Your task:
Locate the line with "Mark one point per instance of the wolf's left" in the material. Copy that line and each one after it, through the last, exactly and with nothing else.

Listed records:
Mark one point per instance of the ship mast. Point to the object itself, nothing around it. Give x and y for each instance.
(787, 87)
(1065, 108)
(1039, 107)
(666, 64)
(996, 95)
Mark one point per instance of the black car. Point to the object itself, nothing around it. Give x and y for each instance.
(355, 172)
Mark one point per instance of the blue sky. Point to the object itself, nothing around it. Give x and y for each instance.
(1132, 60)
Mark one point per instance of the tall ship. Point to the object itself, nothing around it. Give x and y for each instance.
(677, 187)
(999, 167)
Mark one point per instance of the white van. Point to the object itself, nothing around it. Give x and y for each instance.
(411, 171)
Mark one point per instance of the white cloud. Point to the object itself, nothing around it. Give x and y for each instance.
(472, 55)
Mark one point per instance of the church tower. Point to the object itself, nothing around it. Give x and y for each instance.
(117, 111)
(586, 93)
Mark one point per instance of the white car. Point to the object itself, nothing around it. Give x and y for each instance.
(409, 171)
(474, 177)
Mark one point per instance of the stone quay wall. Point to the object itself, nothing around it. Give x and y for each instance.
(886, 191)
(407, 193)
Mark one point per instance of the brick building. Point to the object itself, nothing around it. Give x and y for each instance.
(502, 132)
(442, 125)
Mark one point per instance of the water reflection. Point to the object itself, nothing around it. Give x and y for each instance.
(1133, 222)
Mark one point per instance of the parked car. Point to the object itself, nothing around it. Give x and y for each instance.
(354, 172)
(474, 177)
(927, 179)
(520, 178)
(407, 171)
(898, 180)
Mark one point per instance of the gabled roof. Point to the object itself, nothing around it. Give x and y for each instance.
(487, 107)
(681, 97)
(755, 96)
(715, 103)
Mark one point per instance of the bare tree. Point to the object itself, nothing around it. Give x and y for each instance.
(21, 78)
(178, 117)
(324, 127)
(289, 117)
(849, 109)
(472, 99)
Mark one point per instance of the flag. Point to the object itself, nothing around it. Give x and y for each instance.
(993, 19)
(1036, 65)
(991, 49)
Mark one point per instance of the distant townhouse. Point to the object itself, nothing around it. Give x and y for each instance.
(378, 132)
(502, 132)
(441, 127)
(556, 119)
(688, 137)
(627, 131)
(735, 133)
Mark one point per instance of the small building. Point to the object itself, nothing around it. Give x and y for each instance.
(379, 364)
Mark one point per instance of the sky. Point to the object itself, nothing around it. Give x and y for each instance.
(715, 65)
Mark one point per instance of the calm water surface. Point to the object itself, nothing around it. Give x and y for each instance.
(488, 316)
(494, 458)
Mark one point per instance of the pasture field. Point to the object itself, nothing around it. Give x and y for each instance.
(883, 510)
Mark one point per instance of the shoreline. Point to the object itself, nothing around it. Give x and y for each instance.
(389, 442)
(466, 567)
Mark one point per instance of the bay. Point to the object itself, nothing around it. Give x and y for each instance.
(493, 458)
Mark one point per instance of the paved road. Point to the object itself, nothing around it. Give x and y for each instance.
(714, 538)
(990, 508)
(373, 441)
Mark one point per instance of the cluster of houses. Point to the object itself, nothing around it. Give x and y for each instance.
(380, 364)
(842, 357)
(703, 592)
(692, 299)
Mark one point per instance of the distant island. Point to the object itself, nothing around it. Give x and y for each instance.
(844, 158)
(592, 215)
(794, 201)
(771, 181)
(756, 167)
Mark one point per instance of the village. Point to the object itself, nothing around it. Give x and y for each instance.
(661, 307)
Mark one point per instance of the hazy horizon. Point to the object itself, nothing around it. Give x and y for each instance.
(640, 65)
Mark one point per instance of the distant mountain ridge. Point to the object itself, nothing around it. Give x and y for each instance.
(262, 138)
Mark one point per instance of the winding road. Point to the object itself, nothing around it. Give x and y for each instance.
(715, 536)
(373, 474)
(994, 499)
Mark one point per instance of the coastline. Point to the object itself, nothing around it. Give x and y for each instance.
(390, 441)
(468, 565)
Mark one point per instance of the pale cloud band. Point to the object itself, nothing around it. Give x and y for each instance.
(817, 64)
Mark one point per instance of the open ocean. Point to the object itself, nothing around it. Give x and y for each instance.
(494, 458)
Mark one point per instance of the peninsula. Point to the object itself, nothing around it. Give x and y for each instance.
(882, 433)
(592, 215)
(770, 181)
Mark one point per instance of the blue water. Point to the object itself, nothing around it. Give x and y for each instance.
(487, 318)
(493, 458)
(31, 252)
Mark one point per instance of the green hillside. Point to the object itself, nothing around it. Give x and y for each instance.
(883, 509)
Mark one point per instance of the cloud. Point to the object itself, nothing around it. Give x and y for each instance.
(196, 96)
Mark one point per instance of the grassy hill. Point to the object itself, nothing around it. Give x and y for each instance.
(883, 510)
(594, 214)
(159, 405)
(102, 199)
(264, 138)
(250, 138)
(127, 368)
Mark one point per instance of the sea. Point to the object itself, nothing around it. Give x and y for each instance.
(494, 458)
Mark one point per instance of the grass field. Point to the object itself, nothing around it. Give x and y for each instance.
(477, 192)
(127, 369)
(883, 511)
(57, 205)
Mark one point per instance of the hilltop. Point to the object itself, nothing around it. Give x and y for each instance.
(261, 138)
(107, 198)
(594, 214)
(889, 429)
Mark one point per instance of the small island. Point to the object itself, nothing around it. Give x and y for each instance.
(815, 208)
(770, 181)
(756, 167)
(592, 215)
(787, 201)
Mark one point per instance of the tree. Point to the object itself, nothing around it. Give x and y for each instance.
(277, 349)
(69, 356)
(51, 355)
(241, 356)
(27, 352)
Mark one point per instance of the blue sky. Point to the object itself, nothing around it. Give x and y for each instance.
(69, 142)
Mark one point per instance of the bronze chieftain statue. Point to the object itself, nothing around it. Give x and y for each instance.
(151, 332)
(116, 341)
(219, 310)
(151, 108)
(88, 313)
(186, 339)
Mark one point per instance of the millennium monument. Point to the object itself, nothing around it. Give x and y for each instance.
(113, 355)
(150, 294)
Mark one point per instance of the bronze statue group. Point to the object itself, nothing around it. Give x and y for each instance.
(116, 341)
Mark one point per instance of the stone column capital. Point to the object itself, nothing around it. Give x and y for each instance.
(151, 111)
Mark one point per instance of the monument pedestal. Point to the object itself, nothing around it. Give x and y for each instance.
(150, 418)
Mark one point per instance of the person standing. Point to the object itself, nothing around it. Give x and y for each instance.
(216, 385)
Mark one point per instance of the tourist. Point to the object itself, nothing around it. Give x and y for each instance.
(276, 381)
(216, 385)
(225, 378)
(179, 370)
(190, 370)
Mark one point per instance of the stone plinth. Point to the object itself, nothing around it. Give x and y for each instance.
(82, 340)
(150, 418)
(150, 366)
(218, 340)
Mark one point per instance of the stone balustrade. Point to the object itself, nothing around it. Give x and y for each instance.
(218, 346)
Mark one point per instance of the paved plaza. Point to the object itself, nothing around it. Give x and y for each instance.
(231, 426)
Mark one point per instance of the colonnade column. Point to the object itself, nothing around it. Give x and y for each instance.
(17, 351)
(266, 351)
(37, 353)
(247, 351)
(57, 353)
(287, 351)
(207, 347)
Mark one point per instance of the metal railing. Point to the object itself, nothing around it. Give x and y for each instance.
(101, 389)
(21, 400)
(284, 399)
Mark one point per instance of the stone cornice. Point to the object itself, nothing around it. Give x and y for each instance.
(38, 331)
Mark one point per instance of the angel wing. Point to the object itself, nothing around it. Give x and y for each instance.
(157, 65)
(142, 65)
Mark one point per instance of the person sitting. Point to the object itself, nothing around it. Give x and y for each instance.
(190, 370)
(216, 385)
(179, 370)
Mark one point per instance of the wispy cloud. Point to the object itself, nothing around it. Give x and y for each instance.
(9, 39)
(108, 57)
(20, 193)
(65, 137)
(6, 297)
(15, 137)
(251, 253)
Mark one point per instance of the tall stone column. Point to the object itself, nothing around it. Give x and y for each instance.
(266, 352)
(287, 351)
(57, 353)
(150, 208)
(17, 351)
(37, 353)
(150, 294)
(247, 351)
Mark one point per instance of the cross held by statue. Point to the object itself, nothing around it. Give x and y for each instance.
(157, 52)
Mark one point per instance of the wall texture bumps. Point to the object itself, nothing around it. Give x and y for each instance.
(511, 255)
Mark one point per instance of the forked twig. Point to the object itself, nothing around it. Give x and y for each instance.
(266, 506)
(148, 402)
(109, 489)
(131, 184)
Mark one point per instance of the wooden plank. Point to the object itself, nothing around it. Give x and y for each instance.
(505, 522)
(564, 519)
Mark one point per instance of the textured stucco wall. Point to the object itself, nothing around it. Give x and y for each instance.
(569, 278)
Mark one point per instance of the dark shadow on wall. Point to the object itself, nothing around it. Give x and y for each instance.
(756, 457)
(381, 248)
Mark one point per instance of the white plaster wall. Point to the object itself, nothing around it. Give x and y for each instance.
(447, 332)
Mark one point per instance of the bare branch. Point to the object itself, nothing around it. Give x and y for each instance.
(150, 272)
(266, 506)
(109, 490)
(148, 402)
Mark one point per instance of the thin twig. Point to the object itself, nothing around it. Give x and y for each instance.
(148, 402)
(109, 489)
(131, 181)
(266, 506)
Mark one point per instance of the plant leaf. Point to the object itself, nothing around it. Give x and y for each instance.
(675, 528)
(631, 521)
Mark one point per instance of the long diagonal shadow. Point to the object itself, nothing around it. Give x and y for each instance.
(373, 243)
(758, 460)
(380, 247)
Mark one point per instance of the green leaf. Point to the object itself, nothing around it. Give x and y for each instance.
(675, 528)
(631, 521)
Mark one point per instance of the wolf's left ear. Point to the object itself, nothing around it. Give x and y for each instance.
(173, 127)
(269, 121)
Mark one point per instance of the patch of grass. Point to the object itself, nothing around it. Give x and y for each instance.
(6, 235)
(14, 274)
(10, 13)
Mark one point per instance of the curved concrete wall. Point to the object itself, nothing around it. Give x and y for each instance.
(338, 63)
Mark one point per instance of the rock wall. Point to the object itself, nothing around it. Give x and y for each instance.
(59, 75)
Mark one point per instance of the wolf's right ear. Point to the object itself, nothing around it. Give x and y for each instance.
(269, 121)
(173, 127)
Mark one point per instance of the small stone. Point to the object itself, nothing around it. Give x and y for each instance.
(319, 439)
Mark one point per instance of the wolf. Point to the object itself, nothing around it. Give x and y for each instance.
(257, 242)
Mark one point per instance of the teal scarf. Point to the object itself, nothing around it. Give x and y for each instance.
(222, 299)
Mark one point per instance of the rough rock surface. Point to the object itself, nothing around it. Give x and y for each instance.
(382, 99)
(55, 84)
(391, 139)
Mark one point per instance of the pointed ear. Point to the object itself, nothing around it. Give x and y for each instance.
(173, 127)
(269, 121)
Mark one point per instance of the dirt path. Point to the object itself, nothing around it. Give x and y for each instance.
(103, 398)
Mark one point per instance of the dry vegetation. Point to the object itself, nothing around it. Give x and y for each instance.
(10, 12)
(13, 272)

Finished answer:
Mark one point per instance of the wolf's left ear. Point to the object itself, nothing around it. Give x and y for each instance.
(173, 127)
(269, 121)
Mark one point per instance of the patch of grass. Point to the object itself, nothing around it. Give x and y for each instance.
(6, 235)
(14, 274)
(10, 13)
Mark one point per instance of the curved concrete wall. Point to the object itself, nothing around it. Give x and y for each instance.
(338, 63)
Mark one point per instance of the rock wall. Point to the object itself, nothing around it. Give x and y for each instance.
(59, 75)
Mark one point per instance of the wolf's right ear. Point to the object itself, nothing around it. Give x and y for each instance.
(269, 121)
(173, 127)
Mark one point per instance of the small stone. Point to the object itself, nothing around it. Give x and y for each instance.
(319, 439)
Mark one point per instance of the wolf. Point to the object itself, nothing around it. Give x and y for each instance.
(257, 242)
Mark one point per instance of the teal scarf. Point to the object itself, nothing around it. Give x and y for each instance.
(222, 299)
Mark one point per instance of the rough rock surface. Point to the object itself, nothing around it. Give x and y for each instance.
(382, 99)
(55, 84)
(391, 139)
Mark one point per instance of the pointed ear. Point to the object itself, nothing around it. Give x and y for each instance.
(173, 127)
(269, 121)
Mark one point per instance of the dirt path. Point to the object itself, nothing around it. Give x and y for each instance.
(103, 398)
Mark one point per instance of the dry vegetation. Point to the object itself, nothing around it. Give x and y for each instance.
(10, 12)
(13, 272)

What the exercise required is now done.